Excerpted text —
———

Bush and his lovers are of a type. They are those of my generation who were CONSERVATIVE, who thought status quo was fine, especially if it didn;t inconvenience them, and felt that, as children of wealth or just status quo, that entitled them to everything. And people like me who marched, went to love-ins at Griffith Park and smoked reefer while listening to groovy music, were hated by our conservative contemporaries.

They were unconcerned by doings at Selma, Memphis, and My Lai. They were unconcerned by Reagan's treatment of Chavez here in California. They were unconcerned with black and poor kids dying in Southeast Asia.

The only thing that concerned them was: "How does this affect me?" Rich, poor, or middle class, the conservatives of the time, including the delusional youth who supported Goldwater, cared about their own chances, their own college entrance exams, their own asses. And little else.

Clinton has no need to repent of his '60s sins, and neither do I or anyone who found their way to progressive ideals. Bush supporters who are angry about the '60s are much like Jesse Helms in his latest written revealing as the prototypical Dixiecrat. They yearn for a past that was hateful, toxic, and disgusting. Black folks were mistreated, women were kept "in their place," and capitalists could move unfettered through the American landscape.

———

What to work on —
a. According to the commentary on '60s conservatives, where did the writer go to love-ins?
b. Print the commentary on '60s conservatives from "They were unconcerned by doings" to "And little else.".
The rows after this point are separate material and have nothing to do with the commentary on '60s conservatives.

———

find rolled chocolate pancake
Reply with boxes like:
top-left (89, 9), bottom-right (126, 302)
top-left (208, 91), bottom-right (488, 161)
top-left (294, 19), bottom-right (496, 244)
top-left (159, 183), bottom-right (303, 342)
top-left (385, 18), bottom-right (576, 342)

———

Problem solutions —
a. Griffith Park.

b.
They were unconcerned by doings at Selma, Memphis, and My Lai. They were unconcerned by Reagan's treatment of Chavez here in California. They were unconcerned with black and poor kids dying in Southeast Asia.

The only thing that concerned them was: "How does this affect me?" Rich, poor, or middle class, the conservatives of the time, including the delusional youth who supported Goldwater, cared about their own chances, their own college entrance exams, their own asses. And little else.